Every month Amazon puts out a list of Best Books of the Month, and every month, I troll that list and select a few that I’ll add to my reading list. The list this month has a couple of debut novels, novels from best-selling authors, science fiction – weird apocalypse, sequels non-fiction novels on hereditary traits and the “new” advertising industry, and a memoir.
From Amazon’s Best Books of the Month (June 2018), these are the ones that caught my eye …
The Book of M, Peng Shepard
One afternoon at an outdoor market in India, a man’s shadow disappears – an occurrence science cannot explain. He is only the first. The phenomenon spreads like a plague, and while those afflicted gain a strange new power, it comes at a horrible price: the loss of all their memories.
I have a thing with weird apocalypse – like killer plants in Tryptch, common drugs in Feed – and losing your shadow in this book … I’d say that qualifies.

◆ Records shown
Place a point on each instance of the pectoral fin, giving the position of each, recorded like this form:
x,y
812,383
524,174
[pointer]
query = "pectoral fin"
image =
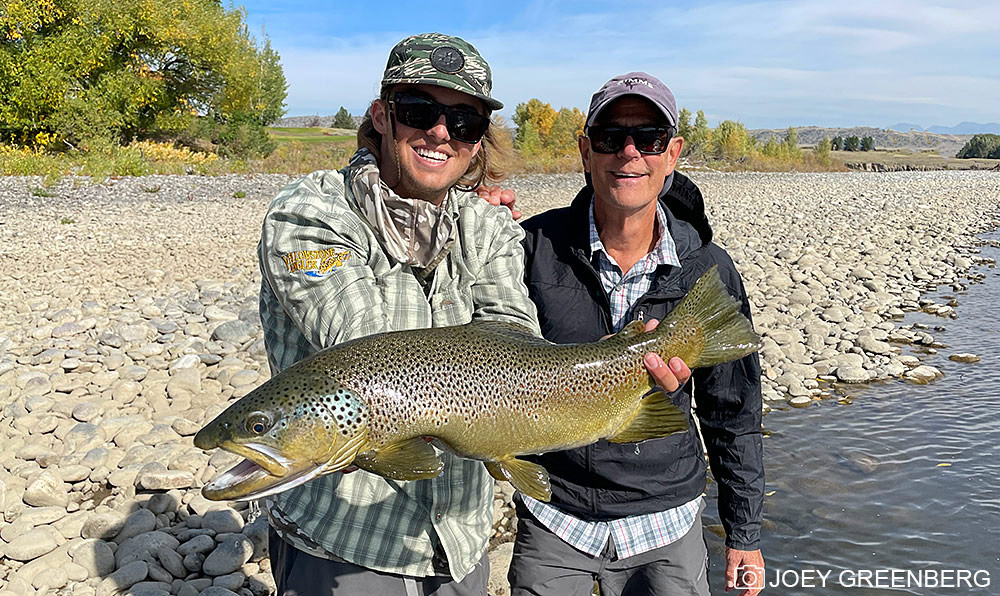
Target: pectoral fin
x,y
633,328
655,417
412,459
531,479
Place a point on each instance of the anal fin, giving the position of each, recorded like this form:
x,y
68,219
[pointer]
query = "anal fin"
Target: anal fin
x,y
531,479
412,459
633,328
656,416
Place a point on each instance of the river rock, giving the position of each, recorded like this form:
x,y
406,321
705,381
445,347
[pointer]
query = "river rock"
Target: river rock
x,y
229,556
123,578
48,490
964,357
222,521
233,331
31,545
138,522
95,556
144,547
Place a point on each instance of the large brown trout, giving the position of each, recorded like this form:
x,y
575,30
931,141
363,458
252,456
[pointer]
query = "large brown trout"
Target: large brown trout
x,y
488,391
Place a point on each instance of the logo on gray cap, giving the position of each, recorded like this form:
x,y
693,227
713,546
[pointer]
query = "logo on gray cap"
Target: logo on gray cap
x,y
447,59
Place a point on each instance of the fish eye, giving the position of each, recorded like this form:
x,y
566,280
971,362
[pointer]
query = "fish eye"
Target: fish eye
x,y
258,423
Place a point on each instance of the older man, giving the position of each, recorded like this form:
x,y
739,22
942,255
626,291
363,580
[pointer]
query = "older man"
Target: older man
x,y
632,243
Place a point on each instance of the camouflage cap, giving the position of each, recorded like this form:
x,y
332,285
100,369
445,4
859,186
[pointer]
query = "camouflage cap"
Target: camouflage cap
x,y
442,60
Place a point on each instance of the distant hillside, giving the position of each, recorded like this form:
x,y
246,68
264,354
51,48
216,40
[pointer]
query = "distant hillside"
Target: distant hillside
x,y
905,126
967,128
962,128
311,121
945,144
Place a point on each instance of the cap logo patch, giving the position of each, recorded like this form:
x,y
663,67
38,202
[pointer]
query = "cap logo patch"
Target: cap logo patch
x,y
447,59
633,81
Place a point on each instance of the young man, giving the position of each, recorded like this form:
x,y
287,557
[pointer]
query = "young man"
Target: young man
x,y
631,245
395,241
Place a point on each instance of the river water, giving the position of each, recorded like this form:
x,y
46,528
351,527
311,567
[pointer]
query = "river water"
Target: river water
x,y
891,476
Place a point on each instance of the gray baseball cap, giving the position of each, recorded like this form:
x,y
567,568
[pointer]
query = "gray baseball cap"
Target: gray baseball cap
x,y
634,83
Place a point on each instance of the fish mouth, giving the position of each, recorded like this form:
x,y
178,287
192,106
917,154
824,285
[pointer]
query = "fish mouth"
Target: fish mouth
x,y
266,471
263,473
247,481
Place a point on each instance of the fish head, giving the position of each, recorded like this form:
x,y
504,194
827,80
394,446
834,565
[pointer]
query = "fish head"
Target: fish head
x,y
297,426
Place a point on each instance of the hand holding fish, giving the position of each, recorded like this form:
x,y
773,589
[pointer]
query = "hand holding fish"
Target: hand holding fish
x,y
668,375
495,195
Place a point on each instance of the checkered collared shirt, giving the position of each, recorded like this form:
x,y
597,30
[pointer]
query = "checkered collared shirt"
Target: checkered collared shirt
x,y
638,533
327,280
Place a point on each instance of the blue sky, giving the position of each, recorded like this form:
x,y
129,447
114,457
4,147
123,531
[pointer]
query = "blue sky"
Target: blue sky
x,y
769,64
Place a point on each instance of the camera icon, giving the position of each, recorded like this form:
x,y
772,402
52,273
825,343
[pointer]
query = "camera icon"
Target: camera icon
x,y
750,576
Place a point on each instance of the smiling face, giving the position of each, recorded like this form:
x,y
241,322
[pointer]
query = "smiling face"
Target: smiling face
x,y
628,180
429,161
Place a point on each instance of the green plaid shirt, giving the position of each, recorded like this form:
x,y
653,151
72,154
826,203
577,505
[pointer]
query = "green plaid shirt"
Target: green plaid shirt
x,y
326,280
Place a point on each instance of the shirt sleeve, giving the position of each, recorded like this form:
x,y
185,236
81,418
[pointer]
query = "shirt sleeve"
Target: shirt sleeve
x,y
729,407
500,293
314,256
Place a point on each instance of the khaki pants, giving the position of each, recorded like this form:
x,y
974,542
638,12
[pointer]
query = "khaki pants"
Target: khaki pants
x,y
300,574
545,565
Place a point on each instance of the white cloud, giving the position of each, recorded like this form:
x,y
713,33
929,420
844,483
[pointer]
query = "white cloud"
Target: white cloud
x,y
857,61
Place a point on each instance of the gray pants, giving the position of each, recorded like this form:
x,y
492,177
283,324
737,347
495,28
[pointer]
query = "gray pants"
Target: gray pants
x,y
297,573
545,565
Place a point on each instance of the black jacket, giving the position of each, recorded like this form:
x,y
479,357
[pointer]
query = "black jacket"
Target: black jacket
x,y
607,480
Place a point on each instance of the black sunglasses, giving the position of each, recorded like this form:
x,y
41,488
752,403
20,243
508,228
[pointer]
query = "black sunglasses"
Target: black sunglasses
x,y
463,124
649,140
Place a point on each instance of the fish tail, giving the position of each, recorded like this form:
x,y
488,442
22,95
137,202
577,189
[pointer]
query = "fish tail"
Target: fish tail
x,y
707,327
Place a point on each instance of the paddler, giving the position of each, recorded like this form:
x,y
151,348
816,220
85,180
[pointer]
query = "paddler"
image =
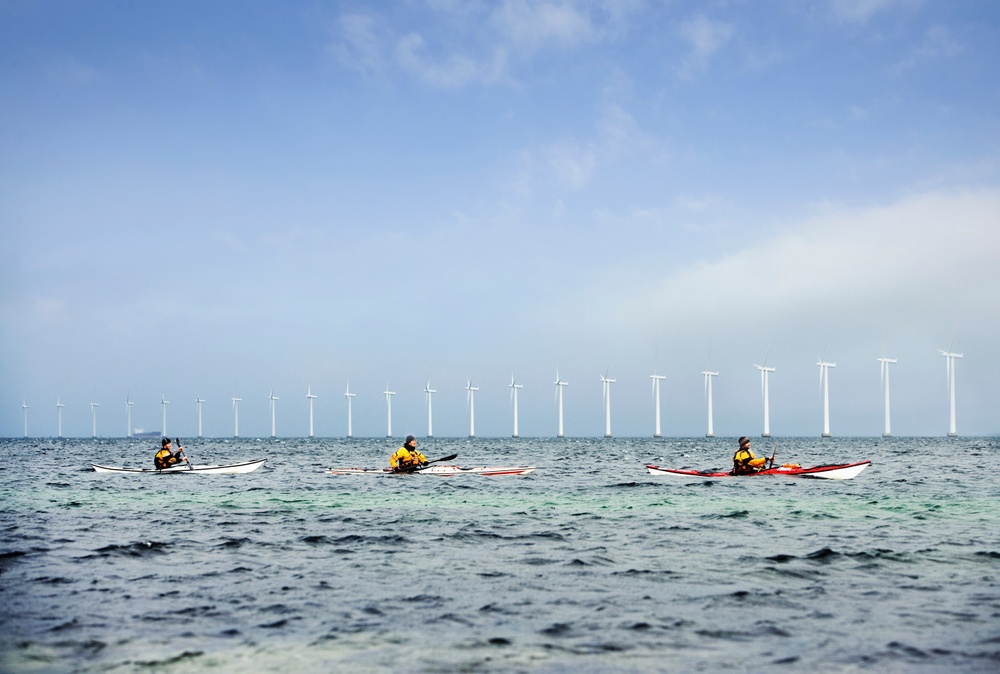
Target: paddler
x,y
165,458
407,458
744,462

◆ Exercise details
Which book titles does the post about Amazon's June 2018 Best Books of the Month name?

◆ Full answer
The Book of M, Tryptch, Feed